Petunjuk Tugas - Tuliskan kembali dengan persis bagian teks tentang pernyataan Ahok mengenai legalitas minuman keras di bawah ini, dari "Setidaknya Anggota" sampai "Pengawasan Minuman Beralkohol.".

Kejahatan Miras
Gubernur DKI Jakarta
Basuk Tjahaja Purnama (Ahok) adalah sosok yang cukum fenomenal dalam beberapa
bulan terakhir. Betapa tidak, Gubernur DKI Jakarta tersebut adalah sosok tokoh
publik yang cukup terkenal dengan sikap frontal dan sakleknya untuk merespon segala
permasalahan yang ada. Perhatian publik dimulai sejak dari tanggapanya terkait
interpelasi DPRD Jakarta terhadap surat edaran Mendagri, kebijakanya dalam
menyambut hari raya idhul adha, statmenya terkait ormas tertentu, hingga
sekarang terkait pendapatnya yang mengharuskan legalitas Minuman Keras di
Jakarta.
Ahok selama ini memang
dikenal sebagai tokoh publik yang cukup tegas, dan tidak gentar terhadap
suara-suara miring yang menyertainya sebagai Gubernur pengganti Jokowi. Namun
lebih dominan selama ini adalah sikap terlalu beraninya menantang arus terhadap
opini publik yang menyebabkan banyak kecaman ditujukan kepadanya.
Sosok penting di
kancah eksekutif otonomi DKI Jakarta juga menjadikan dirinya sebagai bahan
acuan kelayakan keberjalanan kepemimpinan Jakarta. Oleh sebab tokoh yang sangat
penting, maka tak jarang mendapatkan kritik serta saran yang tertuju padanya
hingga sampai dalam bentuk gubernur tandingan yang mencuat beberapa pekan yang
lalu.
Selain sebagai darah
thionghowa pertama yang memimpin DKI Jakarta, Ahok juga adalah Gubernur pertama
DKI Jakarta yang statmen politiknya selalu memancing respon legislatif
meradang. Hampir dikatakan bahwa Ahok terlihat tak bersahabat dengan
legislatif. Tak terkecuali dengan kebijakanya yang belum lama ini terkait
Legalitas Miras.
Setidaknya Anggota
Komisi IX DPR RI, Okky Asokawati menilai, pernyataan Gubernur DKI Jakarta Basuk
Tjahaja Purnama (Ahok) tentang legalitas Minuman Keras (Miras) merupakan
kesalahan fatal. "Pernyataan Ahok terkait respon atas fenomena miras
oplosan dengan solusi melegalkan pabrik miras merupakan kesalahan berpikir yang
sangat fatal. Pernyataan Ahok justru menunjukkan sikap yang tidak peka terhadap
masalah yang ditimbulkan akibat miras," kata Okky di Jakarta, Sabtu
(13/12/2014).
Jika ingin menekan
miras oplosan, kata politisi PPP itu, kuncinya di penegakan hukum oleh aparat. Dikatakan
mantan peragawati itu, negara telah mengatur peredaran Miras lewat Peraturan
Presiden No 74 Tahun 2013 tentang Pengendalian dan Pengawasan Minuman Beralkohol.
Terhadap Perpres tersebut, Fraksi PPP sejak awal mengkritik regulasi tersebut
karena sama saja memberi celah peredaran miras di Indonesia.

Cuplikan Data -
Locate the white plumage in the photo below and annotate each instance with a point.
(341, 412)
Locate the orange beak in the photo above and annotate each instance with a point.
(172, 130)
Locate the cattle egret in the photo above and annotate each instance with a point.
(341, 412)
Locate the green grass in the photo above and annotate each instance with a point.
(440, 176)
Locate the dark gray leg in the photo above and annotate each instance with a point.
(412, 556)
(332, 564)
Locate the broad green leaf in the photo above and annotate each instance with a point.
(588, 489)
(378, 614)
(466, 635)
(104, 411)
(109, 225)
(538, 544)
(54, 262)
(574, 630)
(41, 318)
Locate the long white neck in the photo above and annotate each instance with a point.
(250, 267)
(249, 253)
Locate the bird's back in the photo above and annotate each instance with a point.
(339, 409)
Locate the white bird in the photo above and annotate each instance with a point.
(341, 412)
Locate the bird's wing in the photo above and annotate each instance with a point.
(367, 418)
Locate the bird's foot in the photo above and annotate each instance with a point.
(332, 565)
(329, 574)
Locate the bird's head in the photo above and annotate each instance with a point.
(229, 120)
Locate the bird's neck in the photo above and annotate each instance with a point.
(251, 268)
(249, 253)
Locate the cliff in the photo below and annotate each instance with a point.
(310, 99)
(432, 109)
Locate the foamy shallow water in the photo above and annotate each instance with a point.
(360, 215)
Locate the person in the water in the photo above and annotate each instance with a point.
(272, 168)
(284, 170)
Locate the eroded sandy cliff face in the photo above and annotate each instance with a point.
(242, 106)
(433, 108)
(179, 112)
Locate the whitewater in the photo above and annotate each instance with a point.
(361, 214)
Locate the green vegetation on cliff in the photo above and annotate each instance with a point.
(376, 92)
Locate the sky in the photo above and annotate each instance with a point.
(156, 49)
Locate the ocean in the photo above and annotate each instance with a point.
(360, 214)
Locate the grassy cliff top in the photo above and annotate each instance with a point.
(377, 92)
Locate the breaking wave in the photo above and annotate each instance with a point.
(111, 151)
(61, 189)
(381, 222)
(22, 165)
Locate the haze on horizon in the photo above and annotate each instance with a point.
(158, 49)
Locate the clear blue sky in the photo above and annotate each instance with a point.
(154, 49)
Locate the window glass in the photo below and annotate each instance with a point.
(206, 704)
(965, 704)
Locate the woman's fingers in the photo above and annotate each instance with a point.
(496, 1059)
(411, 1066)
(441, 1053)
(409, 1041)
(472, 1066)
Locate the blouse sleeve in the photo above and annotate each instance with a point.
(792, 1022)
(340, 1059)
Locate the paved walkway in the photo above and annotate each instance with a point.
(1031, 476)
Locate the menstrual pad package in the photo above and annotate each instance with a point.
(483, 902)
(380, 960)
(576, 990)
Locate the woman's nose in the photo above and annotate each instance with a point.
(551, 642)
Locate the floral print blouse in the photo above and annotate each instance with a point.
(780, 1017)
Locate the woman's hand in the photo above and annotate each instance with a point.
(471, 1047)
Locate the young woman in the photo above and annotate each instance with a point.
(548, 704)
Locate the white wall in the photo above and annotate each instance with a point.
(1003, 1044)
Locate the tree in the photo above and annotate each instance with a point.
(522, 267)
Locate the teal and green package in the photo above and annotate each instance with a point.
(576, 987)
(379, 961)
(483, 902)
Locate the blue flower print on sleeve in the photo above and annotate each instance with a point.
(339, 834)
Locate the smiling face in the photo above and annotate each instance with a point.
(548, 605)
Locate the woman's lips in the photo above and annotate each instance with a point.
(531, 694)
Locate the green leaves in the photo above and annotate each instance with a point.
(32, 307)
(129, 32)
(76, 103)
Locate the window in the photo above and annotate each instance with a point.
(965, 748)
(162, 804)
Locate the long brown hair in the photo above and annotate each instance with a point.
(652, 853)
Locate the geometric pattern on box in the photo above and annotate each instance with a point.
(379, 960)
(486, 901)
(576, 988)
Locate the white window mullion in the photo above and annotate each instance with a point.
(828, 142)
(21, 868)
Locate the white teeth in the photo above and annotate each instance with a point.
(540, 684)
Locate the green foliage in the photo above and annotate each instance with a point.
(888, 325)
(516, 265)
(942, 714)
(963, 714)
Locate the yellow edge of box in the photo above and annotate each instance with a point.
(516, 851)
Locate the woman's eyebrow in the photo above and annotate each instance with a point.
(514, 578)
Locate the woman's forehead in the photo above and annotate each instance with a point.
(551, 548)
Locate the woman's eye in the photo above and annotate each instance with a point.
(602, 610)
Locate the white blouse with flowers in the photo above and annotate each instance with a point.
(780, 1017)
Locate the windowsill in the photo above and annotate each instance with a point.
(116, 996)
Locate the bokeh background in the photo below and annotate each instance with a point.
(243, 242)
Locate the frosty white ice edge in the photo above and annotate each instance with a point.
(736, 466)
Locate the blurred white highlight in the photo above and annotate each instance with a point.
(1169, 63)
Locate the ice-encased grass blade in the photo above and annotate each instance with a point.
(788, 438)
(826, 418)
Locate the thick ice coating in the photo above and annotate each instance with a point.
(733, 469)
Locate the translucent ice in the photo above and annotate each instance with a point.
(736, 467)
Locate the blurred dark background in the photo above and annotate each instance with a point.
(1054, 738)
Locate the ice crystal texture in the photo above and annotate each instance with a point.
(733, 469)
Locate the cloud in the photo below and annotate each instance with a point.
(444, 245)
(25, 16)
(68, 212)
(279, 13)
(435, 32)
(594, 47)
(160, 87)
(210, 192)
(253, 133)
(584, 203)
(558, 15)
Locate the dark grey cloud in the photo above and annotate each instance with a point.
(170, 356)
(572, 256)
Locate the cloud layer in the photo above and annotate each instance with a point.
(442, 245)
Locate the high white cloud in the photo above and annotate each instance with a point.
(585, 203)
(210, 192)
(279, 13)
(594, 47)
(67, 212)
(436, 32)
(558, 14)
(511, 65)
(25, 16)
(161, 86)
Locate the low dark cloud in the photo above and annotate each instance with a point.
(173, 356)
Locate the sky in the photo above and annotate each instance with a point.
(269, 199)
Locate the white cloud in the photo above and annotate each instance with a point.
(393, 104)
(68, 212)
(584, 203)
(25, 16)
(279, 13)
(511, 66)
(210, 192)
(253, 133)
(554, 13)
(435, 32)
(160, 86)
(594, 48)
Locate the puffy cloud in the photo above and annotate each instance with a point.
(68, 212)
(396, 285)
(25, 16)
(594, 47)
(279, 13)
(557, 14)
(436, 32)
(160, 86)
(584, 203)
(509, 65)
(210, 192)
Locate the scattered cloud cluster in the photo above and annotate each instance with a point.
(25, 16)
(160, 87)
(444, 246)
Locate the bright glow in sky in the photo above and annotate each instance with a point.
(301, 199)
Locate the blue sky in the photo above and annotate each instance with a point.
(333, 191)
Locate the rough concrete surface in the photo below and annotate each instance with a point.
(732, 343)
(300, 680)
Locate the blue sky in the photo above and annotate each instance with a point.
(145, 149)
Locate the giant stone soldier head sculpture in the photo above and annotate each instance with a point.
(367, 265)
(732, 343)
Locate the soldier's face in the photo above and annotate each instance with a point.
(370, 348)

Jawaban Tugas -
Setidaknya Anggota
Komisi IX DPR RI, Okky Asokawati menilai, pernyataan Gubernur DKI Jakarta Basuk
Tjahaja Purnama (Ahok) tentang legalitas Minuman Keras (Miras) merupakan
kesalahan fatal. "Pernyataan Ahok terkait respon atas fenomena miras
oplosan dengan solusi melegalkan pabrik miras merupakan kesalahan berpikir yang
sangat fatal. Pernyataan Ahok justru menunjukkan sikap yang tidak peka terhadap
masalah yang ditimbulkan akibat miras," kata Okky di Jakarta, Sabtu
(13/12/2014).
Jika ingin menekan
miras oplosan, kata politisi PPP itu, kuncinya di penegakan hukum oleh aparat. Dikatakan
mantan peragawati itu, negara telah mengatur peredaran Miras lewat Peraturan
Presiden No 74 Tahun 2013 tentang Pengendalian dan Pengawasan Minuman Beralkohol.